Source excerpt:
□ □ □ □ □
Effect of Aluminum on Microstructure and High-Temperature Oxidation Resistance of Austenitic Heat-Resistant Steel

Abstract

The ZG40Cr20Ni20Alx (x = 0, 1.76, 3.45, and 5.34) heat-resistant steel has been newly developed on the basis of HK40 steel for aggressive oxidizing environments. The results reveal that the Al greatly enhances the oxidation resistance of ZG40Cr20Ni20 steel at high temperatures. The mass gain of ZG40Cr20Ni20 upon oxidation at 1100 °C for 480 h is up to 103.6 mg/cm², while the values for the steels containing 1.76 and 3.45 wt% Al are sharply decreased to 6.1 and 5.4 mg/cm², respectively. Both of their matrix phases are still austenite, which is the same as that of ZG40Cr20Ni20. Their FeCr₂O₄ spinel oxide scales appear to be more stable under high oxygen partial pressure than that of ZG40Cr20Ni20, and the continuous Cr₂O₃ film appears between their matrix and spinel oxide. As for the steel with 5.34 wt% Al, the mass gain is only 1.1 mg/cm². Its matrix is compared to those of austenite and ferrite, and the oxide scale is continuous Al₂O₃.

1. Introduction

Many high-temperature components of the petrochemical industry, such as thermal power plants and industrial furnaces, are usually made of austenitic heat-resistant steels with high Cr and high Ni, for example, HK40 (25% Cr-20% Ni) [1,2,3,4,5]. However, these materials are not quite satisfactory in terms of their high-temperature oxidation resistance, particularly in atmosphere containing water vapor. The oxidation resistance of austenitic heat-resistant steel is related to the oxide film formed on its surface [6,7,8]. The protective oxide film of high-Cr steels is mainly composed of Cr₂O₃. At temperatures higher than 900 °C, the Cr₂O₃ is easy to oxidize into volatile CrO₃, which makes the protective scale thin and is detrimental to oxidation resistance. In a vapor environment, the Cr₂O₃ becomes unstable even at temperatures higher than 650 °C with a higher steam pressure and flow rate [8,9,10].
□ □ □ □ □
Data segment:
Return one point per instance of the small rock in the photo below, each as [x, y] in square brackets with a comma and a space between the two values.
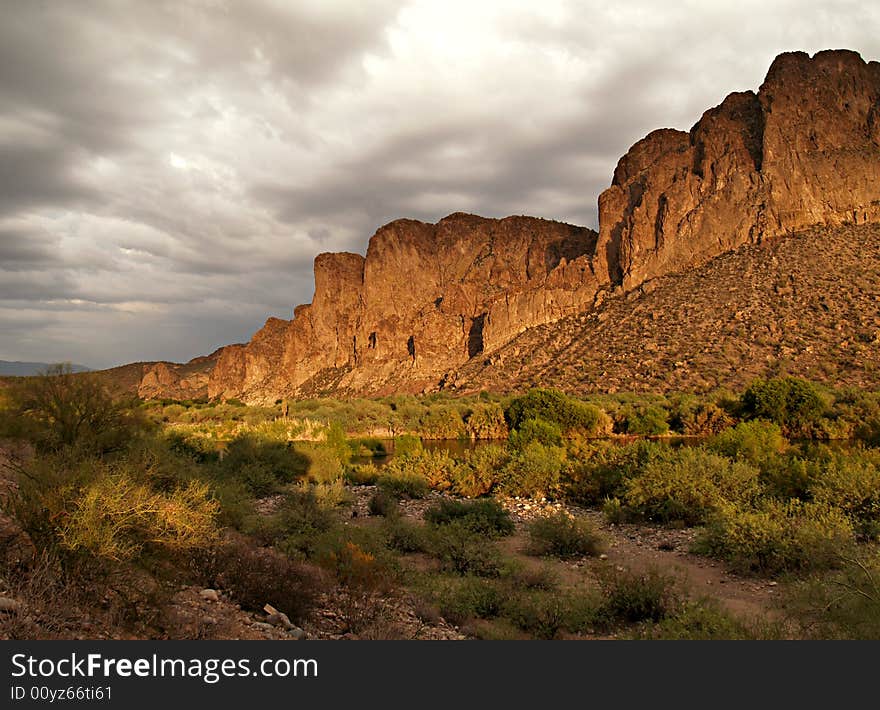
□ □ □ □ □
Tasks:
A: Do these statements agree with the heat-resistant steel excerpt? For each, answer yes or no and quote the exact words from the excerpt that decide it.
(i) The steel containing 5.34 wt% Al forms a continuous Al₂O₃ oxide scale.
(ii) ZG40Cr20Ni20 without aluminum gains less mass at 1100 °C over 480 h than the steel with 1.76 wt% Al.
(iii) In a vapor environment, Cr₂O₃ stays stable at all temperatures below 900 °C.
B: Can you carry on the heat-resistant steel text from the point where it stops?
You won't need the lines above for this.

Written responses:
A:
(i) Yes: "the oxide scale is continuous Al₂O₃."
(ii) No: "The mass gain of ZG40Cr20Ni20 upon oxidation at 1100 °C for 480 h is up to 103.6 mg/cm², while the values for the steels containing 1.76 and 3.45 wt% Al are sharply decreased to 6.1 and 5.4 mg/cm², respectively."
(iii) No: "In a vapor environment, the Cr₂O₃ becomes unstable even at temperatures higher than 650 °C with a higher steam pressure and flow rate."

B:
In 2007, Brady and Lu et al. have reported a new type of alumina-forming austenitic (AFA) stainless steel with Al₂O₃ as an antioxidant layer, which has better oxidation and corrosion resistance without reducing creep resistance [11,12,13]. The main protective coating of the newly developed steel is Cr₂O₃ and Al₂O₃. Al₂O₃ has better thermodynamic stability and compactness in high-temperature and corrosive environments, and thus greatly improves the oxidation resistance of AFA stainless steel [14,15,16]. However, the creep resistance of AFA stainless steel is lower than that of austenitic heat-resistant steel at high temperatures, because the carbon content of the former is usually less than 0.1 wt%. Recently, the alumina has been used as the main protective oxide scale of heat-resistant steels [17,18,19]. The carbon content of these alumina-forming heat-resistant steels is usually more than 0.3 wt%, and thus their high-temperature mechanical properties have been improved, which is favorable for application at higher temperatures.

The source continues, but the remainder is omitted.